(BRIEF 1) List every proper name in the passage below about Kent State and the Vietnam War documentary, giving each one once.
(BRIEF 2) Pick up the passage below about Kent State and the Vietnam War documentary after its last sentence and carry it forward.

(PASSAGE PROVIDED)
Content starts

But for my parents, both loyal Republicans, the shootings had an even more profound impact. Suddenly, and tragically, the news arising out of Kent State became personal. They, in a matter of moments, began to imagine the “what if” the killings had happened where their daughters attended college and were voicing their opposition to U.S. involvement in Southeast Asia.

A change of perspective, indeed.

In recent weeks, while many have been consumed by rising tensions between those who believe in science and those caught in the time warp of pre-pandemic days, I have been riveted by a history lesson contained in a 10-part documentary directed by Ken Burns and his long-time collaborator Lynn Novick. In graphic terms, it depicts how the Vietnam War – and the Kent State massacre – may have marked the start of America’s political polarization.

Content ends

(DATA RECORDS)
Content starts

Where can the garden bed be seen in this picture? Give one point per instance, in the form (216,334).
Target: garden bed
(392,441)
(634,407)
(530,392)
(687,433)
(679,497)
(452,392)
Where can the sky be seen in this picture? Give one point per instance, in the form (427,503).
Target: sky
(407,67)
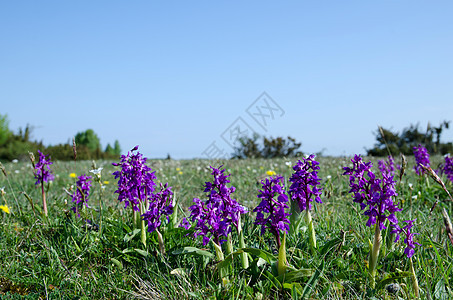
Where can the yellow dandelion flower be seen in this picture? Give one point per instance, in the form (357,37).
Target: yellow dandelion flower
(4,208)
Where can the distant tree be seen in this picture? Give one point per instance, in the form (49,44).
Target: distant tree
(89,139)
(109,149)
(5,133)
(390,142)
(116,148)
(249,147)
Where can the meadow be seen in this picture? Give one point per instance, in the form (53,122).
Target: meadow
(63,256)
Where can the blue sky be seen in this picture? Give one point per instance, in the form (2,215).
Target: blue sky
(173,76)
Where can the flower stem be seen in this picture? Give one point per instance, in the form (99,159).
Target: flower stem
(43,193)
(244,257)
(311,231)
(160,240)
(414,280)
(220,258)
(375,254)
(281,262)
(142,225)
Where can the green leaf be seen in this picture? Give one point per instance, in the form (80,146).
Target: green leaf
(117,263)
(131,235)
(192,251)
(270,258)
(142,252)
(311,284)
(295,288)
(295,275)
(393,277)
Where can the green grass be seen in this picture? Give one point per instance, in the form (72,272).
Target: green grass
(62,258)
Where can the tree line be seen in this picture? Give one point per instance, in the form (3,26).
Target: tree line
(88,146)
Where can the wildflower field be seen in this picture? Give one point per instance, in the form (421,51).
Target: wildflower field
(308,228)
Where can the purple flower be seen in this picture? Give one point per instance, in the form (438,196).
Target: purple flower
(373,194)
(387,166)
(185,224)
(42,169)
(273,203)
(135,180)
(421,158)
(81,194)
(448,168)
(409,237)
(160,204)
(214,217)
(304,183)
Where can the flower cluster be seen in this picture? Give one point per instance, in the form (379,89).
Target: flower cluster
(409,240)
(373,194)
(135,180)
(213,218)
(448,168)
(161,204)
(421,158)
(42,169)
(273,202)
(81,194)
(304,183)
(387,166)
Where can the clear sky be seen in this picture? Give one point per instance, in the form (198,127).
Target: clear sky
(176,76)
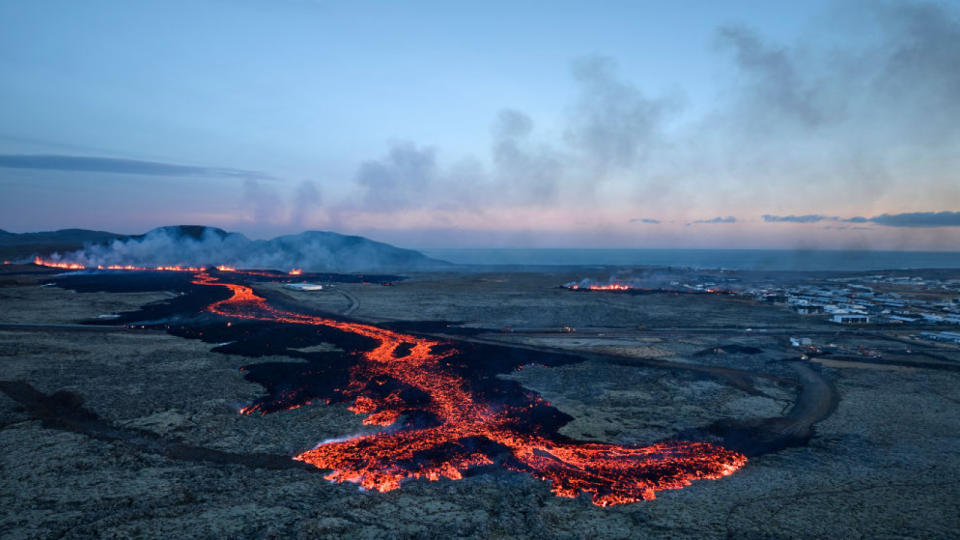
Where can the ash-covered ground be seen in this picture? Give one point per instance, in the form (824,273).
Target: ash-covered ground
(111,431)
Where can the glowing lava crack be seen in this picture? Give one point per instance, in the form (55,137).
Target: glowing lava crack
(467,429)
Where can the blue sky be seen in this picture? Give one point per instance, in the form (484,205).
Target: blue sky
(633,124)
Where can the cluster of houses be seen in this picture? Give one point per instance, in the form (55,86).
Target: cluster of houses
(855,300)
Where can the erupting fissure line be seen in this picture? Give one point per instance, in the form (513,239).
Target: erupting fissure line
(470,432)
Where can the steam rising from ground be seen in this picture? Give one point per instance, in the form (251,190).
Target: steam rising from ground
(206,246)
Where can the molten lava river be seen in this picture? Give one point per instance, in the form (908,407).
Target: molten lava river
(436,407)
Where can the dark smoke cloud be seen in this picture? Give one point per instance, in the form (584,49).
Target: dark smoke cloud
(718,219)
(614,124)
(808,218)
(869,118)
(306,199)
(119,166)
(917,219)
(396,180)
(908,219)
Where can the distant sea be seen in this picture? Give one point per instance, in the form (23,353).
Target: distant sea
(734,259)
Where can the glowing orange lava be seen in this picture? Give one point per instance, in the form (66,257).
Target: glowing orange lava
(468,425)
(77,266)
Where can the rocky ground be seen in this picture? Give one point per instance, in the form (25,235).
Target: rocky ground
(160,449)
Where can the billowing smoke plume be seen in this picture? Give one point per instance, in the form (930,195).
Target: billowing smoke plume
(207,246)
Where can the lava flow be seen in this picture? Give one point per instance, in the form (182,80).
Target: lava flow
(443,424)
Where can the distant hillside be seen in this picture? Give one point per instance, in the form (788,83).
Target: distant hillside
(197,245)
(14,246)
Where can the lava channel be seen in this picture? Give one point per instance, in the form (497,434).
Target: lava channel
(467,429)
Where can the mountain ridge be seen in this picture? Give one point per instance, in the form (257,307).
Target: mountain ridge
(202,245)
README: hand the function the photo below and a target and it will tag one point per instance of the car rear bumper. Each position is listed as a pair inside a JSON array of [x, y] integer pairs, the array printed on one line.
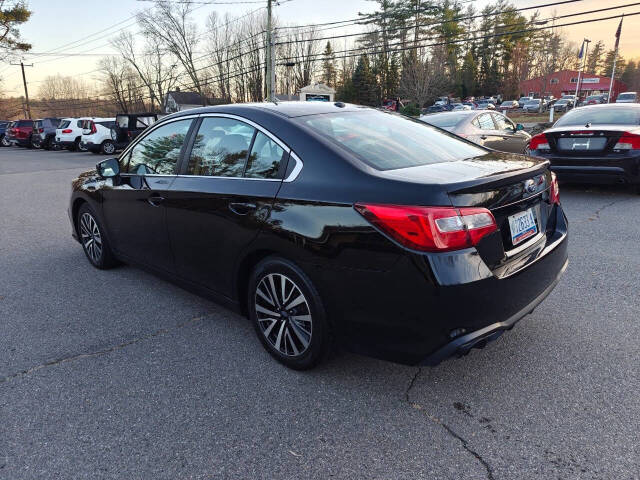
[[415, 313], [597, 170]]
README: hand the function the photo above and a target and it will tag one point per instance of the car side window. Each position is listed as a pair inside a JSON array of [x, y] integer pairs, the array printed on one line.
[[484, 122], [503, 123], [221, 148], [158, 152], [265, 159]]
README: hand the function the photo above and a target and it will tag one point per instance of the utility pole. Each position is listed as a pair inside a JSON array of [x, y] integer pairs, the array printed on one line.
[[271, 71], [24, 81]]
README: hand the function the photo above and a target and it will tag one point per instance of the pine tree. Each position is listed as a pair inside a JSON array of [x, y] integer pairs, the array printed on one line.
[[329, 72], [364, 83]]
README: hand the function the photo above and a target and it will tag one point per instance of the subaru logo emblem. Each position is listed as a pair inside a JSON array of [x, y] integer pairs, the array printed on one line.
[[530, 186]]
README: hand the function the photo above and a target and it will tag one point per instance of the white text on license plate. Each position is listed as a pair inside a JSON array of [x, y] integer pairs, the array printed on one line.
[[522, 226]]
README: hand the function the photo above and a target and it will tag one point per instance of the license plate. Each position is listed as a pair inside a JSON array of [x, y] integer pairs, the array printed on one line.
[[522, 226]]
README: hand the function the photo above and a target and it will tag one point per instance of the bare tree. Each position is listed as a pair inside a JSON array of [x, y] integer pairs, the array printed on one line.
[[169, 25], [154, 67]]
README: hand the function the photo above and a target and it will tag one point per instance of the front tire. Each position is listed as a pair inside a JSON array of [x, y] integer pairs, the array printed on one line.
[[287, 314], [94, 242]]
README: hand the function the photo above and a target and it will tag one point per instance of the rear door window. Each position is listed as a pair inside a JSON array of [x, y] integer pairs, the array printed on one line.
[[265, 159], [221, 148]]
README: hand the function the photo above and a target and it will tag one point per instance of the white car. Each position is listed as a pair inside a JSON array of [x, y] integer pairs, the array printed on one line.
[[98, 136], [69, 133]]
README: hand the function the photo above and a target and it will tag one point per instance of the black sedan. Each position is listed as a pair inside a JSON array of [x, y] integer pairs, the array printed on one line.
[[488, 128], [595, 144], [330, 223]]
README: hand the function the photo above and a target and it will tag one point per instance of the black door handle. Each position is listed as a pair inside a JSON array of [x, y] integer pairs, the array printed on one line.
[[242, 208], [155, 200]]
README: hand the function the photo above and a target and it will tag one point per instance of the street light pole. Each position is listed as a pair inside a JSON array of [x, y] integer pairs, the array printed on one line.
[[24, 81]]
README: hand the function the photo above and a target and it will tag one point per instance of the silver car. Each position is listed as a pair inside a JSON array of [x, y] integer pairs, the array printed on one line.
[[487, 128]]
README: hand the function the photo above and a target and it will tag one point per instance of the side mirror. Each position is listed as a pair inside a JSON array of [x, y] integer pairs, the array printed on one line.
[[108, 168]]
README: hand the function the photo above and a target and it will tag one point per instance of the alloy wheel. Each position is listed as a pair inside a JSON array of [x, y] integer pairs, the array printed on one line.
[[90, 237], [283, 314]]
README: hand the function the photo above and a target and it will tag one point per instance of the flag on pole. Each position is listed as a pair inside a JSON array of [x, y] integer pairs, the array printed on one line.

Content ends

(ANSWER SPACE 1) Republicans, Kent State, U.S., Southeast Asia, Ken Burns, Lynn Novick, Vietnam War, America

(ANSWER SPACE 2)
“The Vietnam War” serves as the title of the 18-hour series that begins in reverse, a striking opening sequence in which “bombs fall up, riot police back away from protesters, and villages and draft cards reconstitute themselves out of flames.”

In a sense, it’s a symbolic way to treat a tragedy that still is fresh in the minds of many Americans who somehow and in some way served their country during a war that raged at home and abroad.

The story as told by Burns, whose film credits include a spellbinding look at “The Civil War,” begins with Ho Chi Minh, the Communist revolutionary leader who longed for Vietnamese independence from French colonists and then their U.S. successors in the Southeast Asian country. Fascinatingly, the opening episode casts Ho in a far different historical light, from his time as a pastry chef in a Boston hotel to his role in helping the U.S. repel the Japanese invaders from Vietnam during World War II.

The real pull of the documentary, however, is the breadth of its storytelling, of how a misunderstood war impacted the lives of millions of men, women, and children across the U.S. and Southeast Asia.

Now, some 45 years after the fall, Vietnam is a study in contrasts for tourists bent on acquiring a taste of the life and culture of the country that forever will be etched in the historical mind of America.

Capitalism in the midst of communism.

Faith in the face of religious persecution.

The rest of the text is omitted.